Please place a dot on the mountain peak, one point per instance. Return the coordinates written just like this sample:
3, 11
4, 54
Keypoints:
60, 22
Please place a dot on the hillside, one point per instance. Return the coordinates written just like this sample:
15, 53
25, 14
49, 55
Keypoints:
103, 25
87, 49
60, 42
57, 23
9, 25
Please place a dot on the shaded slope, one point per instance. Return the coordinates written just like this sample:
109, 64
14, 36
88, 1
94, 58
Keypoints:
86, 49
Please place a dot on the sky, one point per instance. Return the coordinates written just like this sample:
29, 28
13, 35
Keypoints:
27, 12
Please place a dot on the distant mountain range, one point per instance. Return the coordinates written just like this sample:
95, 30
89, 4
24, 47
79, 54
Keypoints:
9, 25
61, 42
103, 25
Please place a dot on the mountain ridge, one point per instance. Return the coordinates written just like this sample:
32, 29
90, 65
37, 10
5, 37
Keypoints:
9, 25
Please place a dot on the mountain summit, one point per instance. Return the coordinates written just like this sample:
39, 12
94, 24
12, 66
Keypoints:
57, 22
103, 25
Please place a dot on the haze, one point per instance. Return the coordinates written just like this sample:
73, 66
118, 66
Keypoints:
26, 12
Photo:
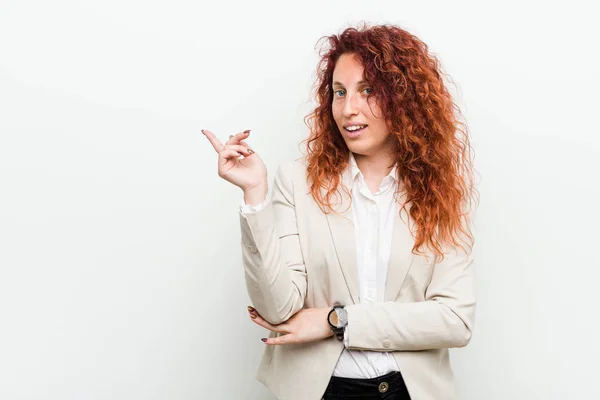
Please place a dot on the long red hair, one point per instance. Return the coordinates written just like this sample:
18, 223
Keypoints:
433, 152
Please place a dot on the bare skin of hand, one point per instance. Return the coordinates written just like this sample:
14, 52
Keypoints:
307, 325
249, 172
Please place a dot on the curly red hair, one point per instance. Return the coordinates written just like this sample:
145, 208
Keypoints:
433, 151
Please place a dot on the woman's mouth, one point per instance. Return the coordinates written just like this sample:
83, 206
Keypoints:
355, 131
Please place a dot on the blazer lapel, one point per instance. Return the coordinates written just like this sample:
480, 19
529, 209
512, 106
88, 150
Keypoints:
401, 256
341, 227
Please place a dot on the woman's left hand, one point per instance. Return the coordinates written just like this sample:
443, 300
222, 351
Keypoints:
307, 325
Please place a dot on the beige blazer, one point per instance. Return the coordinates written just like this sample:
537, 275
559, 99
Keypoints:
295, 256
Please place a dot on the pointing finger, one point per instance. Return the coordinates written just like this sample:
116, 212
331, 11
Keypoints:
235, 139
217, 145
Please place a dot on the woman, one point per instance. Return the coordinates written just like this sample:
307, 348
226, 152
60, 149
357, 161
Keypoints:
360, 263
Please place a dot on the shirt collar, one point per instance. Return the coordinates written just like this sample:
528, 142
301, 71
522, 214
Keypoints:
354, 171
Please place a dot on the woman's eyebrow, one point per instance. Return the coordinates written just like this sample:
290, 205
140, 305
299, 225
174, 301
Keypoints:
339, 84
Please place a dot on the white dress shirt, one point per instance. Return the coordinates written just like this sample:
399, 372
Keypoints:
373, 215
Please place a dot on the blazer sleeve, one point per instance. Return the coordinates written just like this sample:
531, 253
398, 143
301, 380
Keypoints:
445, 319
274, 268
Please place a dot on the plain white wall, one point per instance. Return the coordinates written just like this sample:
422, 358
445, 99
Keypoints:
120, 261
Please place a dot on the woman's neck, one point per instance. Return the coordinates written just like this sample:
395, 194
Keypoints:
374, 168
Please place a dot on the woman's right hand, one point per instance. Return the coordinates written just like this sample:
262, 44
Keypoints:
248, 173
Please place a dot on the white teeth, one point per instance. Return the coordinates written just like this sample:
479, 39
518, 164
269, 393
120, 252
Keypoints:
354, 127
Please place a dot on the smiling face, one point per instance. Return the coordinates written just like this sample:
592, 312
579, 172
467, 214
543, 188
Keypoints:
352, 109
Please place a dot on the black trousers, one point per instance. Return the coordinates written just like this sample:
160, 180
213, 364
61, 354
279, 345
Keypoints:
385, 387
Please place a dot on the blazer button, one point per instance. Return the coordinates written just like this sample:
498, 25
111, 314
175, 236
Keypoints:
383, 387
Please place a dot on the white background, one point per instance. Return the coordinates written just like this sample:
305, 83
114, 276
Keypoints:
120, 264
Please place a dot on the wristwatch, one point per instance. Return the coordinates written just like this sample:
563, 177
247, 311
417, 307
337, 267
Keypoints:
338, 319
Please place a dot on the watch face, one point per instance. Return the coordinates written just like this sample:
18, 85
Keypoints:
342, 317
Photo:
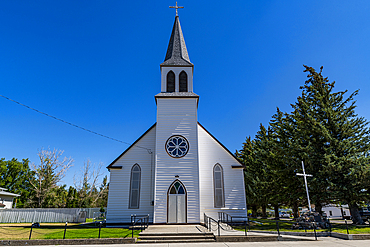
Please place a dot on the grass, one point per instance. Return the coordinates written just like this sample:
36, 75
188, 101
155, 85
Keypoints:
56, 231
286, 226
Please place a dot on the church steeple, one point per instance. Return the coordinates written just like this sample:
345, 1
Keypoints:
177, 54
177, 70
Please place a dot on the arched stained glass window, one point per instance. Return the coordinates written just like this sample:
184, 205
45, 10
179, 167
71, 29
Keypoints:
135, 186
170, 81
183, 81
218, 180
177, 188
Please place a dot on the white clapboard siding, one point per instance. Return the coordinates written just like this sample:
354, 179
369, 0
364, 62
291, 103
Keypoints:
177, 116
118, 199
211, 153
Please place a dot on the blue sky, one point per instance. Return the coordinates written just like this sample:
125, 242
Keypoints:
95, 63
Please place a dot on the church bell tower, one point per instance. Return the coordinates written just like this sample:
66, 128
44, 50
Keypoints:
176, 197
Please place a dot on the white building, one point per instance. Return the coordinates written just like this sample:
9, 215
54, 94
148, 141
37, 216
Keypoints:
6, 198
176, 171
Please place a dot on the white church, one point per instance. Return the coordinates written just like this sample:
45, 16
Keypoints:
176, 171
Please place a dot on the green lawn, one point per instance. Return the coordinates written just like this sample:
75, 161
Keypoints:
56, 231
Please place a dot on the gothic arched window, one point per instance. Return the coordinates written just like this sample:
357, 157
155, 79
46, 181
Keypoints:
170, 81
135, 186
183, 81
218, 181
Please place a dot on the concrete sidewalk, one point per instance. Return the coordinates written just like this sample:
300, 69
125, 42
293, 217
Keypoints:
322, 242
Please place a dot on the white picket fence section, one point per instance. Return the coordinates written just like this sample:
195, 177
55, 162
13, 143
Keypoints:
49, 215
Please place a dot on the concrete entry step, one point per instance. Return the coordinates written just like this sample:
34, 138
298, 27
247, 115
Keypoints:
175, 234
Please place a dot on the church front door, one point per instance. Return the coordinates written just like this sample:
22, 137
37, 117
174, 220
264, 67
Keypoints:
176, 203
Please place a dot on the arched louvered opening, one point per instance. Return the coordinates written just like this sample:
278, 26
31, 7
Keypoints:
183, 81
176, 203
135, 186
170, 81
218, 181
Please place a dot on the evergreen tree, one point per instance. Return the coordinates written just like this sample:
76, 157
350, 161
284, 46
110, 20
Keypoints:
339, 143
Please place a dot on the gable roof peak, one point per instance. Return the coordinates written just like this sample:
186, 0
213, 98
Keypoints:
177, 54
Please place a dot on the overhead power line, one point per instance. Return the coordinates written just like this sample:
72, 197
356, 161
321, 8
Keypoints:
74, 125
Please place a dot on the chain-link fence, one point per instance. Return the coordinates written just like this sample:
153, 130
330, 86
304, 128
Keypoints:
63, 231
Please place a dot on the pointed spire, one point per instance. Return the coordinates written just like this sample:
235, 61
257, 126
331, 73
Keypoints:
177, 54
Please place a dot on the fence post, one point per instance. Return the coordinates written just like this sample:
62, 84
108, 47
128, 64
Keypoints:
65, 229
277, 227
249, 227
30, 231
99, 229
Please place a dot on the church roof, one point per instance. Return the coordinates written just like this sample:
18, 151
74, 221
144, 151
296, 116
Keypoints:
177, 94
177, 54
111, 166
222, 145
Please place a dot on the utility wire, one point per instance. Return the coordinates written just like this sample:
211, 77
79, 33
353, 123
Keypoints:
74, 125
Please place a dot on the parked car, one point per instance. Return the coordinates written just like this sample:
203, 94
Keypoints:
284, 215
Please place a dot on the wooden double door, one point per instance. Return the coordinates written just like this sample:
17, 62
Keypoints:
176, 204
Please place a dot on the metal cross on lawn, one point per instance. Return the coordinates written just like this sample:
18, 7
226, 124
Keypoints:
176, 7
305, 182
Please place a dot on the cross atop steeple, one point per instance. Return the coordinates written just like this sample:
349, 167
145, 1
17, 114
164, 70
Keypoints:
176, 7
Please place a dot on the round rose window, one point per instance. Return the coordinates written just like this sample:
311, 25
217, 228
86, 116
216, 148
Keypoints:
177, 146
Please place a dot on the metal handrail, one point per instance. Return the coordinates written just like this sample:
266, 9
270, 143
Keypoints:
231, 220
208, 222
144, 222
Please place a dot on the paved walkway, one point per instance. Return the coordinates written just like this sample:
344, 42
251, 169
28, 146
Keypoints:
322, 242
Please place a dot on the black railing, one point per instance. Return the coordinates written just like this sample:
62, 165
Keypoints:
139, 222
234, 220
208, 223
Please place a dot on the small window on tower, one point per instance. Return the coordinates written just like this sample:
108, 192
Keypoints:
183, 82
171, 82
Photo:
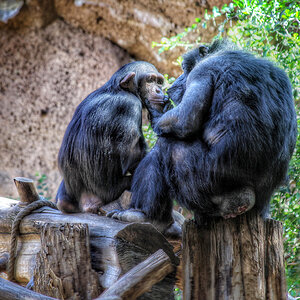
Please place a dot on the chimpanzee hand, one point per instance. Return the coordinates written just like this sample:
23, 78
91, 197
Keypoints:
170, 230
153, 113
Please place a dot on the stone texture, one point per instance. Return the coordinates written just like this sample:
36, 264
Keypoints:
53, 54
44, 75
133, 25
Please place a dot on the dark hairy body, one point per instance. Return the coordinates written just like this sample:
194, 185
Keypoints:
226, 146
104, 143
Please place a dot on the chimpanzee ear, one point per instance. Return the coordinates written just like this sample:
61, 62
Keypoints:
127, 83
203, 50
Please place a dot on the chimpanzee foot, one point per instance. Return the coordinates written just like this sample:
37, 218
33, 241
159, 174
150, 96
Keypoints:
128, 215
169, 230
240, 210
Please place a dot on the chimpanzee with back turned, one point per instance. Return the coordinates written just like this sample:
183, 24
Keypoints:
226, 146
104, 143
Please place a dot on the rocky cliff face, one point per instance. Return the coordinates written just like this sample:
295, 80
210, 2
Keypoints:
44, 75
55, 52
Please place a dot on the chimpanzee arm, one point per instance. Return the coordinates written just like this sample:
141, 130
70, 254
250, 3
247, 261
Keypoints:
187, 118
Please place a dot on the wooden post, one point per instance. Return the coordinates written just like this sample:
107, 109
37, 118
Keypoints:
63, 266
234, 259
12, 291
141, 278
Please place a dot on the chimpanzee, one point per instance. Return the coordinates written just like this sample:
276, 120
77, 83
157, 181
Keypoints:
226, 146
104, 143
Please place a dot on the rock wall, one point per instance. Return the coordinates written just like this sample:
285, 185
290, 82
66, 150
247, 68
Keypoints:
55, 52
44, 75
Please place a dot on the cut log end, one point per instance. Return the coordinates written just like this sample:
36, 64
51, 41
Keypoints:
26, 189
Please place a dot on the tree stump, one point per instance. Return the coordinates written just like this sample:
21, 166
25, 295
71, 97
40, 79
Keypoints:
234, 259
63, 267
116, 247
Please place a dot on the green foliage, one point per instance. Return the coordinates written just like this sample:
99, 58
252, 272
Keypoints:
285, 206
269, 29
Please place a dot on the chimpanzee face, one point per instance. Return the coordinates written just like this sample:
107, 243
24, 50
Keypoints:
150, 88
146, 85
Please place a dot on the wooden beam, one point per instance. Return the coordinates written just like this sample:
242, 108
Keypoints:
116, 247
141, 278
12, 291
65, 262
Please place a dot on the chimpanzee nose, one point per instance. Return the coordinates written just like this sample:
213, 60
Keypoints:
159, 91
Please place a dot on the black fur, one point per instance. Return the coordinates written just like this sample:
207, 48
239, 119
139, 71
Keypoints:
104, 141
231, 136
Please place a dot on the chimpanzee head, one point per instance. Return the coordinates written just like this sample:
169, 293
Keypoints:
143, 80
190, 60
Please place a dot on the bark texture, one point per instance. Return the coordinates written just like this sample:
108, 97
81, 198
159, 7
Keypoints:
235, 259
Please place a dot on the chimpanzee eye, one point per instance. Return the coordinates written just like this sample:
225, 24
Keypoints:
160, 81
150, 78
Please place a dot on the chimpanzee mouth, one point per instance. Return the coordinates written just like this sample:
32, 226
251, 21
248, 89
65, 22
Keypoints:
157, 100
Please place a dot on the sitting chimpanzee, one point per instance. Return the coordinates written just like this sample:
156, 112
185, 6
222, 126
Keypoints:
104, 143
225, 147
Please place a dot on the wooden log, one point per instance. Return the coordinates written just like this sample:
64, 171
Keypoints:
12, 291
141, 278
63, 266
26, 190
236, 259
116, 247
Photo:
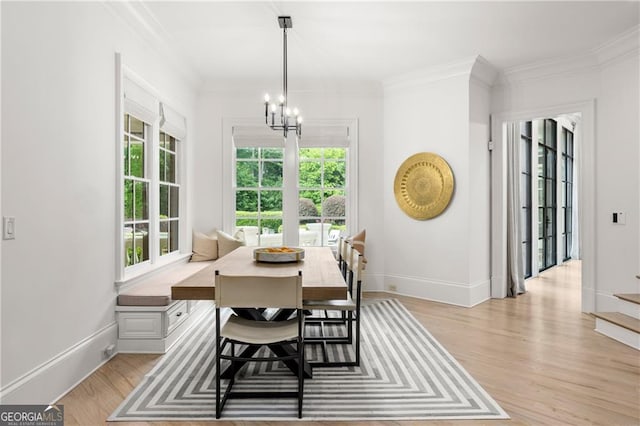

Direction –
Output the lines verbatim, starting at the line containing "Please place a dot on the wooden log, one" and ending at the last of the lines, both included. Omit the pictures.

Completed exercise –
Please place a dot on the wooden log, one point per instance. Return the coordinates written just like this sample:
64, 171
Keypoints:
12, 291
141, 278
63, 266
26, 190
236, 259
116, 247
Photo:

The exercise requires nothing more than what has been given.